[[ TEXT SEGMENT open ]]
Michael Fuller doing weekly video documentation of the dig; Jebel Kokup, a volcano, is visible in the distance.

Ron W. Vahl and workmen in Area 3 during the 1988 field season.

Lauri and Fletcher carefully remove small seeds and charcoal from a float sample.

Boris Bayless draws pottery during the 1988 field season.

Boris Bayless working on excavation notes along the side of Area 1 during 1988 field season.

Boris Bayless working on excavation notes along the side of Area 1 during 1988 field season.

Julene Dumit and one of the workmen in Area 3 during 1988 field season.

Julene Dumit wearing one of the stylist STLCC - Florissant Valley hats during the 1988 field season.

Jan Willber counts and measures flint waste flakes from Area 1 during the 1988 field season.

Professor David Hanlon (St. Louis Community College at Meramec) draws the relief decorated headstone found in the Area 9 monastery.

Professor Horace Hummel (Concordia Seminary in St. Louis) sorts Bronze Age pottery sherds from Area 1.

Kite photograph of the East wall of the American dighouse during 1994. The metal bed in the courtyard belonged to the guard, Ali, and his family. Concrete walks run from the student rooms (right side) to the equipment storeroom (left side).
[[ TEXT SEGMENT closed ]]
[[ SUPPLIED INFORMATION open ]]
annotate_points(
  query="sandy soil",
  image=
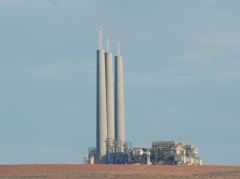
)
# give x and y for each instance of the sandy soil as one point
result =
[[ SUPPLIED INFORMATION closed ]]
• _EXPLORE THE MATERIAL_
(A) List every numbered excavation area mentioned in the dig photo captions.
(B) Carry the dig photo captions on from their last sentence with a few more in the same style.
The records were taken from a different source.

• _ANSWERS TO EACH TASK_
(A) Area 1, Area 3, Area 9

(B)
Serpent killed outside the dighouse is displayed by two workmen.

Large dust devils are very common at Tuneinir during the summer months.

Jim Walker had a great case of bug bites during summer 1995 field season.

Amira Fuller, 6 months old, also had some bug bites during summer 1995 field season.

Amira Fuller sits in her daddy's lap while he talks with Alia.

Wagon loaded with tibbin straw to the cut and mixed with local mud to create libbin (Arabic, mudbrick).

Windsock on the southeast corner of the dighouse blowing horizontal during 1988 fieldseason. The tough sandstorms almost always came from the south to north or east to west.

We flew a black flag (photographer's cloth) over the Tuneinir dighouse on June 10th of 2000 as a sign of respect for the Syrian people after it was learned that President Hafez a-Assad had died. The satellite dish was a "loaner" from our driver, Edward, who wanted to keep track of the news and sports.

Mosquito net rigged up over a typical bed, suitcase and nightstand in the student's rooms.

Abou Fared / Hasan Mammoo designed and supervised the construction of the mudbrick dighouse at Tell Tuneinir. He served as foreman of the excavation until his health made it impossible for him to leave his home in Aleppo. He has been recommended to us by other foreign missions; he was a man of great brilliance who easily spoke a dozen languages which made him invaluable. He was worked for many field seasons with the French mission at the site of Mari.

Amira Fuller rides on the motorcycle with the site guard, Ali, and his kids.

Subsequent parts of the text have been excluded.